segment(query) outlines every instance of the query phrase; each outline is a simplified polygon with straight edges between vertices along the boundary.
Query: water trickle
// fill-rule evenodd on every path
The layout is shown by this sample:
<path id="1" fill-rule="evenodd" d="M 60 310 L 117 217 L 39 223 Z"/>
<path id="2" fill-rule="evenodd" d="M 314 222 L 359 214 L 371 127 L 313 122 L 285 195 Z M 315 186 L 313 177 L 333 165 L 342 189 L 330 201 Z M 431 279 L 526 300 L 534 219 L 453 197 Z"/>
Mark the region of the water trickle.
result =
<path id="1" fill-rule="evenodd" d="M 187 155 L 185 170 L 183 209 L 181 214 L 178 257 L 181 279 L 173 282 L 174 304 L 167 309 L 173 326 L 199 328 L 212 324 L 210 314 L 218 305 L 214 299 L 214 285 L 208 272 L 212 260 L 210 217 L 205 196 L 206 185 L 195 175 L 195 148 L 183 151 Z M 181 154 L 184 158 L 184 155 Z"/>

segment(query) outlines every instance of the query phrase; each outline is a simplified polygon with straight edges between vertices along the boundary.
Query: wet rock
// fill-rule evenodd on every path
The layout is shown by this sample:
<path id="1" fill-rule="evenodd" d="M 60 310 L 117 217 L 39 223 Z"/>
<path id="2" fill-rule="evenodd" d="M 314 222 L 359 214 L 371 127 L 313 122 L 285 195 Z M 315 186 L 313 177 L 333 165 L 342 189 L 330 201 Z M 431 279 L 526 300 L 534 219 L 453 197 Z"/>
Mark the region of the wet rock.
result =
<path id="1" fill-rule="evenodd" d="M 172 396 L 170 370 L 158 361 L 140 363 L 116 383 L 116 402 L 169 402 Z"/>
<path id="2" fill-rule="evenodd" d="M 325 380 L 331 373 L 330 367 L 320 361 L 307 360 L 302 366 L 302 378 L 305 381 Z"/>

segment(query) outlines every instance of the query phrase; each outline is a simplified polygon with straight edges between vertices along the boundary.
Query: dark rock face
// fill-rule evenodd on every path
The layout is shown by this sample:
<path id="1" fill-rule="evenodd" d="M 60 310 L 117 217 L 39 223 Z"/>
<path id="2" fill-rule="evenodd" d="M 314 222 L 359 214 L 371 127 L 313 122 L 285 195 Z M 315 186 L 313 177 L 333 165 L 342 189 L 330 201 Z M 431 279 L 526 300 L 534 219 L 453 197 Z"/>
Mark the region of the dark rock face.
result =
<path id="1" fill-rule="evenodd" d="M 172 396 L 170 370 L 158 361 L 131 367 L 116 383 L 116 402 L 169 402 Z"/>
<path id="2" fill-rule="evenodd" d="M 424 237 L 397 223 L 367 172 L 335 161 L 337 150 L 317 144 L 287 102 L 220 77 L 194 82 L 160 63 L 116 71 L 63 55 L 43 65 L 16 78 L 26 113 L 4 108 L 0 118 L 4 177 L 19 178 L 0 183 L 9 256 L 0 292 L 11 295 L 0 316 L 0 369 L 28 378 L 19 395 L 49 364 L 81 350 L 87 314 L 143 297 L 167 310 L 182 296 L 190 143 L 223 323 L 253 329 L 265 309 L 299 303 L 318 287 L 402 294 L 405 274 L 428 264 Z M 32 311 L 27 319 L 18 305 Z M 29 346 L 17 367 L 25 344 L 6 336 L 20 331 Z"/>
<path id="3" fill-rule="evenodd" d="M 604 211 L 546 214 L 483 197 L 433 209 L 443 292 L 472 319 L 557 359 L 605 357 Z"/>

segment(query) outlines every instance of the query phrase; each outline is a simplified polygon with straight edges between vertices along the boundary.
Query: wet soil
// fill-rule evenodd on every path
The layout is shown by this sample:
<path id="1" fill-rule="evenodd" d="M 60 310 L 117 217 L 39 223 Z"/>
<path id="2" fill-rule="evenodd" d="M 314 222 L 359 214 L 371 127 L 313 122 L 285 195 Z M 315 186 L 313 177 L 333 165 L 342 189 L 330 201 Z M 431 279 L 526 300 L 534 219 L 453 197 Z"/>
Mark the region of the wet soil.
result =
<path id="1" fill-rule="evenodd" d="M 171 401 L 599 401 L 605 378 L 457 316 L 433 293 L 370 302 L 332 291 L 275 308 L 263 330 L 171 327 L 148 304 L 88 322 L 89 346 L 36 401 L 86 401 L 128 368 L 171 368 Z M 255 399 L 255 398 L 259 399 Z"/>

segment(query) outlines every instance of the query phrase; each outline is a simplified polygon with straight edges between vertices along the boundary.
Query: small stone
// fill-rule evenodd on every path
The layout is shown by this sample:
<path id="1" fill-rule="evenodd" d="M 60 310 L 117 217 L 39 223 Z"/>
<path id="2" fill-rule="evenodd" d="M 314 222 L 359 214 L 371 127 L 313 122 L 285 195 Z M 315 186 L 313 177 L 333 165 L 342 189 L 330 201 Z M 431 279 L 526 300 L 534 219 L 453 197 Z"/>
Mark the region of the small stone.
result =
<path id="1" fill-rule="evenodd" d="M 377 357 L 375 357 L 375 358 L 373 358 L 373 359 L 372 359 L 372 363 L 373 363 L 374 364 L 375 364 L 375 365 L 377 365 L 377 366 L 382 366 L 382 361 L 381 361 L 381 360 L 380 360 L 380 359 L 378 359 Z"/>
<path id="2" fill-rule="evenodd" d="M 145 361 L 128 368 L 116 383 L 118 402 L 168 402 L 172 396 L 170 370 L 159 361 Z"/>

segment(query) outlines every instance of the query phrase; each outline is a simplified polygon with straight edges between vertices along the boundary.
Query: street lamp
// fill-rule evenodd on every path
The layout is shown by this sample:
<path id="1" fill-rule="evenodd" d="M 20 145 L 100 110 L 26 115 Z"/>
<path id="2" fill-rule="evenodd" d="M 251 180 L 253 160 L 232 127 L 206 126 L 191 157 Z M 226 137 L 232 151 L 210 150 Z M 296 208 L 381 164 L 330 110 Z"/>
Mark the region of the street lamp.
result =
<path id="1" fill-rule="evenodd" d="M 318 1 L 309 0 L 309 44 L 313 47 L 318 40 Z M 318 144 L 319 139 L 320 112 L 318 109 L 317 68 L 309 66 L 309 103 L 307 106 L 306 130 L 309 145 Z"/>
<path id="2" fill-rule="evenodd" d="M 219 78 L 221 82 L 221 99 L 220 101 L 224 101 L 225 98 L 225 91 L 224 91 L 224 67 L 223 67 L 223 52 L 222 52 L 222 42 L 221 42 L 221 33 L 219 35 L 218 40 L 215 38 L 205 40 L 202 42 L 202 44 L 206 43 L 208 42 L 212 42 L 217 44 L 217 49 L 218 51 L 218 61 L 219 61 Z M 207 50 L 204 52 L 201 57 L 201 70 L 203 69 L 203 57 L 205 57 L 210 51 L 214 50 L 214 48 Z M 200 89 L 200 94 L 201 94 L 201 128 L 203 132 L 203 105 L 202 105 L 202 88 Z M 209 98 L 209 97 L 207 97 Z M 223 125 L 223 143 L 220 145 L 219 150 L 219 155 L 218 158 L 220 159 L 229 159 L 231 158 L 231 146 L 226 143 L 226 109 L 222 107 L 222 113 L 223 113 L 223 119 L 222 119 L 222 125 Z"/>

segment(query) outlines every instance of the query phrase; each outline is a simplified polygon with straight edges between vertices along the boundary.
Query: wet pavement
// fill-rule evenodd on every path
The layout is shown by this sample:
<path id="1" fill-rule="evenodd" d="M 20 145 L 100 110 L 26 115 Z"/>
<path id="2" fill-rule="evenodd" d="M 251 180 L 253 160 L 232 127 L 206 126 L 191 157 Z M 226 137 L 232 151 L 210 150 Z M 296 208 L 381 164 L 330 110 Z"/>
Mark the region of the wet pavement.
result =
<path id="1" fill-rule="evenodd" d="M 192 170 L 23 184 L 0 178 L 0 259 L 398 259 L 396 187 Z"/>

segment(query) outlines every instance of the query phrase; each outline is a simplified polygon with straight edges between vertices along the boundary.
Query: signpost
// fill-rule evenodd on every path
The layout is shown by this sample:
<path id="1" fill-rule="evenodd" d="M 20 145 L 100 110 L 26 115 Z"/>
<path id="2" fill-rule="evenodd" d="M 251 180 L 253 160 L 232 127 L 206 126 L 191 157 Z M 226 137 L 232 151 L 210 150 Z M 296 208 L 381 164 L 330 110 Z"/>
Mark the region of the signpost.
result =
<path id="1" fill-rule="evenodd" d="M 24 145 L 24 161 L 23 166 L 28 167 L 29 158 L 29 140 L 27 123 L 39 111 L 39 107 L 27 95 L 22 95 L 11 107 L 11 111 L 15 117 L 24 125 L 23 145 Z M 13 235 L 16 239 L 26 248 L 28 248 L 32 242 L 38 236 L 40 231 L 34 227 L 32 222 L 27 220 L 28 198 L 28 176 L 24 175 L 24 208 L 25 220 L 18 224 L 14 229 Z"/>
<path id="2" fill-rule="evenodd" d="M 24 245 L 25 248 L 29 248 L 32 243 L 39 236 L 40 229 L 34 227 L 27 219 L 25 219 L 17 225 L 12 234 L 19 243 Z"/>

● WHAT IS BEING ASKED: Render the material from its first line through the line containing "187 155 L 185", both included, as a numbered list, omitting blank lines.

● SOLVED PROBLEM:
1. segment(query) outlines every instance of the query phrase; each outline is a simplified polygon with straight edges between vertices along the boundary.
2. Query: water trickle
3. // fill-rule evenodd on every path
4. The layout is shown by this sample:
5. <path id="1" fill-rule="evenodd" d="M 60 310 L 117 217 L 39 223 Z"/>
6. <path id="2" fill-rule="evenodd" d="M 314 222 L 359 214 L 371 127 L 313 122 L 285 195 Z M 315 186 L 313 177 L 333 165 L 342 189 L 330 201 Z M 431 279 L 526 300 L 534 219 L 453 197 Z"/>
7. Mark the region of the water trickle.
8. result =
9. <path id="1" fill-rule="evenodd" d="M 187 155 L 185 170 L 183 209 L 181 214 L 178 257 L 181 279 L 173 282 L 174 304 L 167 309 L 173 326 L 199 328 L 212 324 L 210 314 L 218 305 L 214 299 L 214 285 L 208 272 L 212 260 L 210 217 L 205 196 L 206 185 L 195 175 L 195 148 L 183 151 Z M 181 154 L 184 158 L 184 155 Z"/>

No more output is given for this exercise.